— BEGIN Given information —
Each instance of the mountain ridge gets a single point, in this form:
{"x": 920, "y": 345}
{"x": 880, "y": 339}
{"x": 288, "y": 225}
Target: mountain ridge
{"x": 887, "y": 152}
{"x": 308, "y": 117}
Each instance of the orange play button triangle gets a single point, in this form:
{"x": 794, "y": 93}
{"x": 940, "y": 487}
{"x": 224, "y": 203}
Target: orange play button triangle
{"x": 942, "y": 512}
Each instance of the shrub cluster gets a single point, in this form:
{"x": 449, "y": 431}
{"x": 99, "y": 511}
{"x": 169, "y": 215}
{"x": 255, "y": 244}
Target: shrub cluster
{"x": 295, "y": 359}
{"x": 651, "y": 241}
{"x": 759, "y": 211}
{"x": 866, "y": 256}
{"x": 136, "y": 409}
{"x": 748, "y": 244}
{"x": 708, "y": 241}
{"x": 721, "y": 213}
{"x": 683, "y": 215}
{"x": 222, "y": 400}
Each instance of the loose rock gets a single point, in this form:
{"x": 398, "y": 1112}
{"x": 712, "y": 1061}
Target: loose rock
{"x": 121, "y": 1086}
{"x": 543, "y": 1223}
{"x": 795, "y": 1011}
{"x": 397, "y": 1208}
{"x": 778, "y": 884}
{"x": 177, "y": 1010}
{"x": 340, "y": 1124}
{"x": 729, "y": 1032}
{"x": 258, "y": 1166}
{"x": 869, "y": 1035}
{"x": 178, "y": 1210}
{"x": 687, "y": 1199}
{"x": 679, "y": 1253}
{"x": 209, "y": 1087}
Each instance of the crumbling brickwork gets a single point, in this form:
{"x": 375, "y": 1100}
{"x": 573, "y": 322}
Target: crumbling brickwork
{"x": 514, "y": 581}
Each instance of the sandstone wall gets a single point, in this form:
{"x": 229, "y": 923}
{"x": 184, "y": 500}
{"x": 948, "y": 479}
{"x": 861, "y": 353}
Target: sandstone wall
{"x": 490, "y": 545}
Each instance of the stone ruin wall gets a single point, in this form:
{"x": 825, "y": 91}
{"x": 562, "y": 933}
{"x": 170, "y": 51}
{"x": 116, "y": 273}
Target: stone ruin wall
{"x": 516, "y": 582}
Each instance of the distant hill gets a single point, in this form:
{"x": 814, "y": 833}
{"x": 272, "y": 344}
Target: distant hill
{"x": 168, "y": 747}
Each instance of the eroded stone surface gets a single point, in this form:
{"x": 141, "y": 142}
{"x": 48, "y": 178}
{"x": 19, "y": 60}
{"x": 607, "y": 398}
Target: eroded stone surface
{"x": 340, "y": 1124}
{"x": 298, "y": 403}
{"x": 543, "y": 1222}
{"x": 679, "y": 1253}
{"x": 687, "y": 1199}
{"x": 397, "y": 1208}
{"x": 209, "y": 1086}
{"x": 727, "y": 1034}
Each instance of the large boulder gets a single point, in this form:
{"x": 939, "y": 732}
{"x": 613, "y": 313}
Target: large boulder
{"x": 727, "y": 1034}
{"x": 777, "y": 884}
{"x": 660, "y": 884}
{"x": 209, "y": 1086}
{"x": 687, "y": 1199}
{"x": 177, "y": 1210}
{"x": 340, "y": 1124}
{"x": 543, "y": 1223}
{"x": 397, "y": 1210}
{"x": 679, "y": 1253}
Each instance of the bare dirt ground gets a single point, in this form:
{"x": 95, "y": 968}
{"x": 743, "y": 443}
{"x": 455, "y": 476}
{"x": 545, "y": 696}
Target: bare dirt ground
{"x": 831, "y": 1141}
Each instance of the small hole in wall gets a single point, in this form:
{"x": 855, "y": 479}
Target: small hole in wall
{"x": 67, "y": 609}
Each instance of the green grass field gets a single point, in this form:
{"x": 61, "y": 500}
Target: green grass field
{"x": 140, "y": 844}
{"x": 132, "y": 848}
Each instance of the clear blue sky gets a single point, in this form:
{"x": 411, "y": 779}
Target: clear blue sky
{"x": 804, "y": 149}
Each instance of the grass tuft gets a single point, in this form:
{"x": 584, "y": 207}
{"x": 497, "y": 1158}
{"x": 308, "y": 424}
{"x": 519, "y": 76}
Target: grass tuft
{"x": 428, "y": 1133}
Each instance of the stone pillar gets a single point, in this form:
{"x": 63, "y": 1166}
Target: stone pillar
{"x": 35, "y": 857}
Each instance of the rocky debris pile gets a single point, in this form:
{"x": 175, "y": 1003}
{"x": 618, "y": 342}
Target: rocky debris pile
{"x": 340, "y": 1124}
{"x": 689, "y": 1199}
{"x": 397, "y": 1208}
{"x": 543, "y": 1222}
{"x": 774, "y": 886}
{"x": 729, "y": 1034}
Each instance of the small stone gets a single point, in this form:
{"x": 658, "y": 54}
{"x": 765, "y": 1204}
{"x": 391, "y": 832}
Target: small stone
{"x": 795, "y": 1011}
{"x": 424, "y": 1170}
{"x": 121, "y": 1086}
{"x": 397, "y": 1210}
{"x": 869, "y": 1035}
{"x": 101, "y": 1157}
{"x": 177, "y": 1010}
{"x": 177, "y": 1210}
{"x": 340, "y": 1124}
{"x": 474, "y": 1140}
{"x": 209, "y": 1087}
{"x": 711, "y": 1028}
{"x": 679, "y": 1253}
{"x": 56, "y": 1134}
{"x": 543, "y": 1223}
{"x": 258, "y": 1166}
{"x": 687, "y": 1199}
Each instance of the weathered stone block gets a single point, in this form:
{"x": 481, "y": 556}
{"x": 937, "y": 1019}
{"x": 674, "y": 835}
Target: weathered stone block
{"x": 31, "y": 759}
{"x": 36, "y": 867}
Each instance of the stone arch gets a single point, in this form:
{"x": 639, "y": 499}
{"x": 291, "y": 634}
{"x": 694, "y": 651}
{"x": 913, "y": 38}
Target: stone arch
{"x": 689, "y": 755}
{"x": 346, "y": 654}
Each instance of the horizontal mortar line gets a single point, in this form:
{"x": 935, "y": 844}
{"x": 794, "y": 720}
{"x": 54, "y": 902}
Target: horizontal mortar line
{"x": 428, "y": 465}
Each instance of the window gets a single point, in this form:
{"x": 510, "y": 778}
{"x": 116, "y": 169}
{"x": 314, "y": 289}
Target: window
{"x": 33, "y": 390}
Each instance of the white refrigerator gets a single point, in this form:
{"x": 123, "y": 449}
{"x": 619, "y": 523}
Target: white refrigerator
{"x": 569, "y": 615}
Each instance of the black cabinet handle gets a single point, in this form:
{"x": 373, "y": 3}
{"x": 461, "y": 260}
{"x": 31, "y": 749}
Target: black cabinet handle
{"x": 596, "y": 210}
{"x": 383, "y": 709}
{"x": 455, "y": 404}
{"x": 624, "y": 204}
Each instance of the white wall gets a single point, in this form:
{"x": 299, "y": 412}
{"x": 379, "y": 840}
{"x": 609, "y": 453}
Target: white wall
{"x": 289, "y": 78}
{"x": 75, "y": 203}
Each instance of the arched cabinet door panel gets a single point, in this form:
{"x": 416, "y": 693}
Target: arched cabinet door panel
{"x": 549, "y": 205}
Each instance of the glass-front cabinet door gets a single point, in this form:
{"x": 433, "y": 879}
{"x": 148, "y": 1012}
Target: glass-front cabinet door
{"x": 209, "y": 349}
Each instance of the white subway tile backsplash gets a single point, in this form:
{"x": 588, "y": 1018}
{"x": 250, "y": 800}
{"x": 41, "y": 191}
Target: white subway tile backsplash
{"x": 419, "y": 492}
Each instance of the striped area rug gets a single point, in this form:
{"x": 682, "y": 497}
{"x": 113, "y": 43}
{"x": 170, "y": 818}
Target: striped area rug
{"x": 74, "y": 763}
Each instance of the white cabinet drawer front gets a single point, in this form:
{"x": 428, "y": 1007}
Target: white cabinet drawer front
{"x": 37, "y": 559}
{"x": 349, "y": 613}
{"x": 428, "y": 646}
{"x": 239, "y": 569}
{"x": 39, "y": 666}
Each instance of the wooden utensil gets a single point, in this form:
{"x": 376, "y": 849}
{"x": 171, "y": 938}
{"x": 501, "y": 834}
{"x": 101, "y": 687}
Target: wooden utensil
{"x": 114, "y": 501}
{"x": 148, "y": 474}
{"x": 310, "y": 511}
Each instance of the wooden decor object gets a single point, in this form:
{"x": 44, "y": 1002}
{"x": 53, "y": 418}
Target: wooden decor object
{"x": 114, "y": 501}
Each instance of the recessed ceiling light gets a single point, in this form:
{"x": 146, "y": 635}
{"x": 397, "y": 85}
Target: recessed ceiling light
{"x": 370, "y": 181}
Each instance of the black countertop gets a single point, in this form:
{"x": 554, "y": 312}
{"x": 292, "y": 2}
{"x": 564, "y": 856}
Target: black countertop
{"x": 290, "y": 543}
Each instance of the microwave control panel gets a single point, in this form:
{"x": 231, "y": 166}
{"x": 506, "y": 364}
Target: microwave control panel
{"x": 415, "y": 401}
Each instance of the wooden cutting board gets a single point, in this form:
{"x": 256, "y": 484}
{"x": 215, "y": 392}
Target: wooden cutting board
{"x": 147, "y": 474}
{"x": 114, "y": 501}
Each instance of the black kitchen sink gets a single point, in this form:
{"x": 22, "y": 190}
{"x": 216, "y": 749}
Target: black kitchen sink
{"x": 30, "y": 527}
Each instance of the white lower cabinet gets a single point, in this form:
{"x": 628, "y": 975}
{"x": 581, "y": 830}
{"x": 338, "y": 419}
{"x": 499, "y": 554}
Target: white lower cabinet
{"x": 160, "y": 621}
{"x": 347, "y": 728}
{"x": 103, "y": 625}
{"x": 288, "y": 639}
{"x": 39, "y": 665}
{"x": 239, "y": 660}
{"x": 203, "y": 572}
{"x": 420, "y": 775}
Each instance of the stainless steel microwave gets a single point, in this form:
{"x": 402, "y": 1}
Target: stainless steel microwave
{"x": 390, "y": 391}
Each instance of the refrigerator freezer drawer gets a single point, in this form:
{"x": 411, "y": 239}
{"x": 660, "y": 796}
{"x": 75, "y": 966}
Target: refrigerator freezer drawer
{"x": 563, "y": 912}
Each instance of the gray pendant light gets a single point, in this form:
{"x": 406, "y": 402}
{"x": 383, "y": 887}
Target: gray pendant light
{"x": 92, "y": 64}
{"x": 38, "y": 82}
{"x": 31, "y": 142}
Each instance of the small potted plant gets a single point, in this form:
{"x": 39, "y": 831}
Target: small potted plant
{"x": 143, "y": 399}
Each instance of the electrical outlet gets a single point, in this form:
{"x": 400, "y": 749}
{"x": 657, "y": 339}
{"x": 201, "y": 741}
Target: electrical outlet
— END Given information —
§ What is required:
Reproduce verbatim the lines of the data starting at the line that contains "Each instance of the gray" and ending at the last line of the data, with both ends included.

§ Solution to the exercise:
Each instance of the gray pendant light gets a single point, in this form:
{"x": 406, "y": 402}
{"x": 383, "y": 887}
Target: gray pendant light
{"x": 92, "y": 64}
{"x": 38, "y": 82}
{"x": 31, "y": 142}
Each instance of the small potted plant gets a single point, in this form:
{"x": 39, "y": 831}
Target: small potted plant
{"x": 143, "y": 399}
Each instance of the electrical outlet gets a single point, in this form:
{"x": 400, "y": 749}
{"x": 657, "y": 339}
{"x": 201, "y": 741}
Target: electrical outlet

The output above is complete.